* _DESCRIPTION OF THE TASK_
Without including any pictures, return the records below exactly as written.

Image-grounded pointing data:
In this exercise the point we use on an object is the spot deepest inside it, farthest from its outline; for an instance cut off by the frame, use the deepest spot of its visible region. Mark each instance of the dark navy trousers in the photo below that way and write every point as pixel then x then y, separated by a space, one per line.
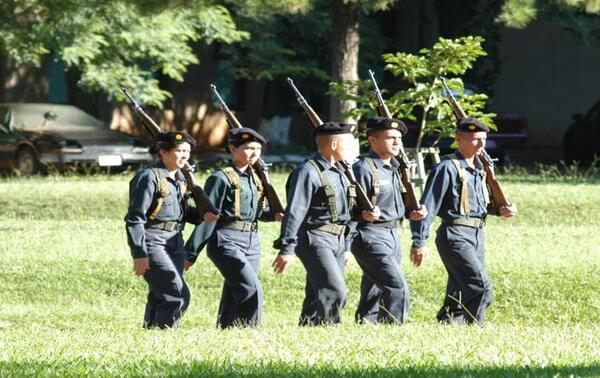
pixel 322 255
pixel 384 294
pixel 168 295
pixel 469 290
pixel 237 256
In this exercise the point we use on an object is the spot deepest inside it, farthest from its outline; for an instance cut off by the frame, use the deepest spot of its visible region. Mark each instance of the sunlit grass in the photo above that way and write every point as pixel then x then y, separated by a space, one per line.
pixel 70 304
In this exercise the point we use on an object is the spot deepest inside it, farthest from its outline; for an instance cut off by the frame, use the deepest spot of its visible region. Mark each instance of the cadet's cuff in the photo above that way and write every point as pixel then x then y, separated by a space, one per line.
pixel 138 254
pixel 418 243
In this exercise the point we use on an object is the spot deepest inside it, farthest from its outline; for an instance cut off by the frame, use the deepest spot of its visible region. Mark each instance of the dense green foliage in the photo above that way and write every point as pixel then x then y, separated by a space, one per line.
pixel 425 97
pixel 71 305
pixel 115 42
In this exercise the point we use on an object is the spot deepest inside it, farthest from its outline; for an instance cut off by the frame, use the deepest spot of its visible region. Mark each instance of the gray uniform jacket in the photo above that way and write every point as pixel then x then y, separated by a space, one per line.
pixel 307 204
pixel 221 194
pixel 143 194
pixel 442 195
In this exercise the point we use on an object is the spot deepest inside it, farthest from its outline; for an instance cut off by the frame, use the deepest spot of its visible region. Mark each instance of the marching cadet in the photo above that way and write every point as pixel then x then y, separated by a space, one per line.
pixel 154 223
pixel 384 295
pixel 314 225
pixel 233 244
pixel 456 191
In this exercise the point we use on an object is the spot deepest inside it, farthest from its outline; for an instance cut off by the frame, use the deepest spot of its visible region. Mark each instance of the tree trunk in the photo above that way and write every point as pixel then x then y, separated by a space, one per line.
pixel 345 44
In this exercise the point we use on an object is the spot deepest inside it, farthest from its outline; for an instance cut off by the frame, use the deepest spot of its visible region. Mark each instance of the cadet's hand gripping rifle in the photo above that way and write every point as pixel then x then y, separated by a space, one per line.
pixel 260 167
pixel 410 197
pixel 498 196
pixel 363 200
pixel 200 198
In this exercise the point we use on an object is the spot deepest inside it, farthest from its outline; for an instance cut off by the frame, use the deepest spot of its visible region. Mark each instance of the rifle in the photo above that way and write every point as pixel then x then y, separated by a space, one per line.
pixel 198 194
pixel 498 196
pixel 410 198
pixel 260 167
pixel 363 200
pixel 314 119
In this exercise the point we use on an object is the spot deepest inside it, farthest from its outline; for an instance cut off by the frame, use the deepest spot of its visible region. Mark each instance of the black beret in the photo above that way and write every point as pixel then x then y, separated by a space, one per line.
pixel 170 139
pixel 471 125
pixel 383 123
pixel 332 128
pixel 239 136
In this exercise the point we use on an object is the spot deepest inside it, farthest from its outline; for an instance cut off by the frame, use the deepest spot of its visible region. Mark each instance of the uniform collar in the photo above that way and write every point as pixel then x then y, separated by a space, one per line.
pixel 164 172
pixel 379 162
pixel 239 171
pixel 464 164
pixel 324 163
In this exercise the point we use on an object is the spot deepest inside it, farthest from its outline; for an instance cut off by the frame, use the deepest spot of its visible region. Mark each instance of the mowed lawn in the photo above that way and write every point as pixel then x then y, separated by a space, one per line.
pixel 70 304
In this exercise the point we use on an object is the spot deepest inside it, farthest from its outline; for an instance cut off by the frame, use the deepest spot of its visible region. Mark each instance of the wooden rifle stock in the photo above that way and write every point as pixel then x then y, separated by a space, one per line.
pixel 198 194
pixel 498 197
pixel 260 167
pixel 363 201
pixel 314 119
pixel 410 198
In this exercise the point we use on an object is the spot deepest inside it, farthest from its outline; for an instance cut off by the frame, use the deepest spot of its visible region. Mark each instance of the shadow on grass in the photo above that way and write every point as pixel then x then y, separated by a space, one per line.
pixel 278 369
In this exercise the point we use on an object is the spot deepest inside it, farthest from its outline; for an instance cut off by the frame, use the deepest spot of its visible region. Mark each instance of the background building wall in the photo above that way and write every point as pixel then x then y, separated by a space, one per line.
pixel 547 74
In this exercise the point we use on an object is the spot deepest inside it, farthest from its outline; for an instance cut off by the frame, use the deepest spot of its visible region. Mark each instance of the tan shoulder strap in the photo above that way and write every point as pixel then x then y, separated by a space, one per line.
pixel 236 184
pixel 162 191
pixel 328 188
pixel 376 187
pixel 464 187
pixel 484 188
pixel 259 189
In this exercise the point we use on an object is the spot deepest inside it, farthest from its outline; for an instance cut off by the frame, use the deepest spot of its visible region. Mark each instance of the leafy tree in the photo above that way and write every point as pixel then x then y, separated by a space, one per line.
pixel 115 42
pixel 425 96
pixel 345 42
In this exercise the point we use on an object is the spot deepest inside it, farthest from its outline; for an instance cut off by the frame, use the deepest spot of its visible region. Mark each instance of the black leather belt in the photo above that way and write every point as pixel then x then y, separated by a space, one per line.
pixel 166 226
pixel 241 226
pixel 390 224
pixel 469 222
pixel 332 228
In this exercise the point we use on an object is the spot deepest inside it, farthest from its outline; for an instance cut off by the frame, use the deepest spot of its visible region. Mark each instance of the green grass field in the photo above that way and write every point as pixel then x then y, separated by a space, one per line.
pixel 71 306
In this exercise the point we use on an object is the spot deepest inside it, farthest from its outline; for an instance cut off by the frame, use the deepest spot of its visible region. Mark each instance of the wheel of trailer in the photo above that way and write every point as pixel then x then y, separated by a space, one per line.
pixel 27 162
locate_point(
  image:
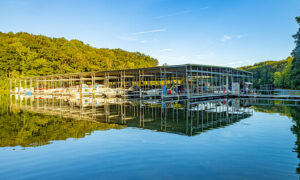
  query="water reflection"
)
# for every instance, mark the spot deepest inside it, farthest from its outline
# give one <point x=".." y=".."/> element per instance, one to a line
<point x="180" y="117"/>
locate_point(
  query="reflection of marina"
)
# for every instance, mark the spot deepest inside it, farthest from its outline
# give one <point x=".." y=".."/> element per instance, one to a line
<point x="181" y="117"/>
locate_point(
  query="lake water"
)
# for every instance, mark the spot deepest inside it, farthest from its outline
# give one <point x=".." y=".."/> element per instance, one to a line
<point x="59" y="138"/>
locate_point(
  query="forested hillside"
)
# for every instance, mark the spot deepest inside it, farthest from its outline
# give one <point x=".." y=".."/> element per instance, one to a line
<point x="277" y="73"/>
<point x="24" y="54"/>
<point x="282" y="74"/>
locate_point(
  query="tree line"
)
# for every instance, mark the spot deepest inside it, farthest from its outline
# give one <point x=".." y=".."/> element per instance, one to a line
<point x="281" y="74"/>
<point x="23" y="54"/>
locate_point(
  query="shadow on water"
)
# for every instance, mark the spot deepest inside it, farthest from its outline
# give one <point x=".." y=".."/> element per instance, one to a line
<point x="38" y="120"/>
<point x="34" y="121"/>
<point x="290" y="109"/>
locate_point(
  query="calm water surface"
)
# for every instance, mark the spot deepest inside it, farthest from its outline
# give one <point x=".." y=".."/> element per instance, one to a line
<point x="44" y="138"/>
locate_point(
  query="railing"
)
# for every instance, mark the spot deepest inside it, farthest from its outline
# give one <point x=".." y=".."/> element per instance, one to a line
<point x="277" y="92"/>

* _REPLY_
In this exercise the point we use on an object is the spot deepest inside it, farthest from its outline; for an instance cut off by the frame, use the deepest spot of its visible region. Mark each instance of the dark navy trousers in the photo below that way and write every point as pixel then x then y, separated by a space, one per line.
pixel 322 255
pixel 384 294
pixel 168 295
pixel 469 290
pixel 237 256
In this exercise the point we use on an object is the spot deepest inside it, farthest from its outline; for an instance cut off by the frame, use the deepest spot of its visible region. Mark each instance of the sunlit grass in the photo above that way and write every point as pixel then x then y, separated by a space, one per line.
pixel 70 304
In this exercise the point we use on an object is the spot deepest inside it, farthest from its outline; for an instance cut off by the frame, use the deepest spot of its visible region. Mark each instance of the cadet's cuff in the photo above that way and write every point as pixel then x then y, separated by a space, one per line.
pixel 138 254
pixel 418 243
In this exercise the point we use on an object is the spot deepest inside it, farthest from its outline; for an instance cut off by the frame, use the deepest spot of its visible region. Mark each instance of the dense green foliage in the photo above that way and write every point as pixel then x then y, separated by a space, one per line.
pixel 425 97
pixel 71 305
pixel 115 42
In this exercise the point we use on an object is the spot deepest inside it, farthest from its outline; for an instance cut off by the frame, use the deepest spot of its visible region. Mark each instance of the gray uniform jacket in the photo above that way and write every point as pixel then x then y, separated by a space, one per line.
pixel 307 204
pixel 221 194
pixel 143 194
pixel 442 195
In this exercise the point we use on an object is the spot deepest inside it, farthest from its outline; for an instance cut off by the frame, use the deepest spot of its visible region. Mark each instance of the marching cadet in the photo above that way and write every point as pixel then x then y, separated by a space, one per line.
pixel 154 223
pixel 384 295
pixel 314 225
pixel 233 244
pixel 456 191
In this exercise the point we use on an object is the spot deepest inside it, farthest from its outline; for an instance cut off by the frame, use the deepest spot of its visible region. Mark each instance of the tree trunk in the photo above that way and write every point as pixel then x then y, separated by a space, one per line.
pixel 345 44
In this exercise the point we use on an object is the spot deepest inside it, farthest from its outline; for an instance cut off by the frame, use the deepest spot of its visible region. Mark each instance of the cadet's hand gripping rifle in the photo above that way and write every point as pixel then x then y, separated by a space, one per line.
pixel 260 167
pixel 410 197
pixel 498 196
pixel 363 200
pixel 200 198
In this exercise the point we use on an object is the spot deepest inside it, farthest from its outline; for an instance cut off by the frame, use the deepest spot of its visible region. Mark each instance of the rifle in the photo above that way and write every point as pixel then x then y, separated by a space, one per line.
pixel 198 194
pixel 498 196
pixel 410 198
pixel 260 167
pixel 363 200
pixel 314 119
In this exercise the point we use on an object is the spot deepest inside it, farthest from its outline; for an instance cut off by the frame, use the deepest spot of its visible region. Mark each instance of the black beret in the photo above that way and write every point as pixel then x then y, separated by a space, one per line.
pixel 170 139
pixel 471 125
pixel 383 123
pixel 332 128
pixel 239 136
In this exercise the point we use on an object is the spot deepest inside it, farthest from its outline; for an instance cut off by the frame, use the deepest spot of its visible region. Mark each instance of the uniform collar in the photo above that way and write every point as pixel then x then y, separated by a space, one per line.
pixel 164 172
pixel 379 162
pixel 239 171
pixel 464 164
pixel 324 163
In this exercise the point we use on an object is the spot deepest inside it, farthest from its outline; for an instance cut off by the frame, use the deepest spot of its visible region. Mark each instance of the mowed lawn in the photo above that way and write every point as pixel then x then y, separated by a space, one per line.
pixel 70 304
In this exercise the point we use on an object is the spot deepest inside it, farthest from its outline; for an instance cut off by the frame, use the deepest spot of its visible region. Mark each instance of the wooden rifle stock in the photo above that way and write every point as pixel then x then y, separated by a space, one per line.
pixel 198 194
pixel 498 197
pixel 260 167
pixel 363 201
pixel 314 119
pixel 410 198
In this exercise the point we use on an object is the spot deepest inside it, farthest from its outline; for an instance cut off by the frame, use the deepest spot of its visible region. Mark each instance of the shadow on grass in the photo above that way and write every point as pixel then x then y, separated by a space, one per line.
pixel 278 369
In this exercise the point we use on an object is the spot deepest inside it, farthest from its outline; for an instance cut off by the frame, use the deepest spot of its visible region. Mark each instance of the background building wall in the photo above that way and write every point as pixel then x then y, separated by a space, one per line.
pixel 547 74
In this exercise the point we use on an object is the spot deepest inside it, farthest from its outline; for an instance cut off by the frame, use the deepest spot of its visible region. Mark each instance of the tan shoulder strap in the photo above that way and write every point as pixel then x then y, separated by a space, one per line.
pixel 236 184
pixel 162 191
pixel 328 188
pixel 376 187
pixel 464 187
pixel 484 188
pixel 259 189
In this exercise the point we use on an object is the spot deepest inside it, farthest from its outline; for an instance cut off by the frame, use the deepest spot of its visible region. Mark each instance of the leafy tree in the photo above that way and write every point as pixel then x then y, separated by a space, one per line.
pixel 115 42
pixel 425 96
pixel 345 42
In this exercise the point we use on an object is the spot deepest inside it, farthest from its outline; for an instance cut off by the frame, use the deepest spot of its visible region. Mark each instance of the black leather belt in the photo above that way and write every point as pixel then x then y, separated by a space, one per line.
pixel 166 226
pixel 241 226
pixel 390 224
pixel 469 222
pixel 332 228
In this exercise the point we use on an object is the spot deepest inside it, farthest from its outline; for an instance cut off by the frame, use the deepest spot of its visible region. Mark each instance of the green grass field in the photo above that way and write every point as pixel then x then y, separated by a space, one per line.
pixel 71 306
In this exercise the point we use on an object is the spot deepest inside it, farthest from its outline; for an instance cut off by the frame, use the deepest spot of its visible region. Mark each instance of the wheel of trailer in the photo above that way and write every point as pixel then x then y, separated by a space, one per line.
pixel 27 162
locate_point(
  image:
  query="water reflection"
)
# for every instance, mark the spot deepest inside it, farthest from its outline
# give one <point x=".." y=".."/> element per instance, one to a line
<point x="180" y="117"/>
locate_point(
  query="reflection of marina"
)
# for every instance, mark the spot deepest inside it, farthest from its outline
# give one <point x=".." y=".."/> element per instance, one to a line
<point x="181" y="117"/>
locate_point(
  query="lake water"
)
# for every instance, mark the spot deepest inside it, farthest from its outline
# give one <point x=".." y=".."/> element per instance, one to a line
<point x="59" y="138"/>
locate_point(
  query="forested hillside"
)
# for every instance, mark the spot deepest inside it, farthest from its outline
# give one <point x=".." y=".."/> element per instance, one to a line
<point x="277" y="73"/>
<point x="24" y="54"/>
<point x="282" y="74"/>
locate_point(
  query="tree line"
)
# for every instance, mark the spot deepest inside it, farthest from its outline
# give one <point x=".." y=".."/> element per instance, one to a line
<point x="281" y="74"/>
<point x="23" y="54"/>
locate_point(
  query="shadow on water"
)
# for every instance, mark the spot deepest inside it, farthest from its outline
# give one <point x=".." y=".."/> element per instance, one to a line
<point x="38" y="120"/>
<point x="34" y="121"/>
<point x="290" y="109"/>
locate_point(
  query="calm water surface"
)
# for every instance, mark the spot deepest inside it, farthest from its outline
# give one <point x=".." y=".."/> element per instance, one to a line
<point x="44" y="138"/>
locate_point(
  query="railing"
)
# for every instance, mark the spot deepest inside it, farthest from its outline
# give one <point x=".." y=".."/> element per instance, one to a line
<point x="277" y="92"/>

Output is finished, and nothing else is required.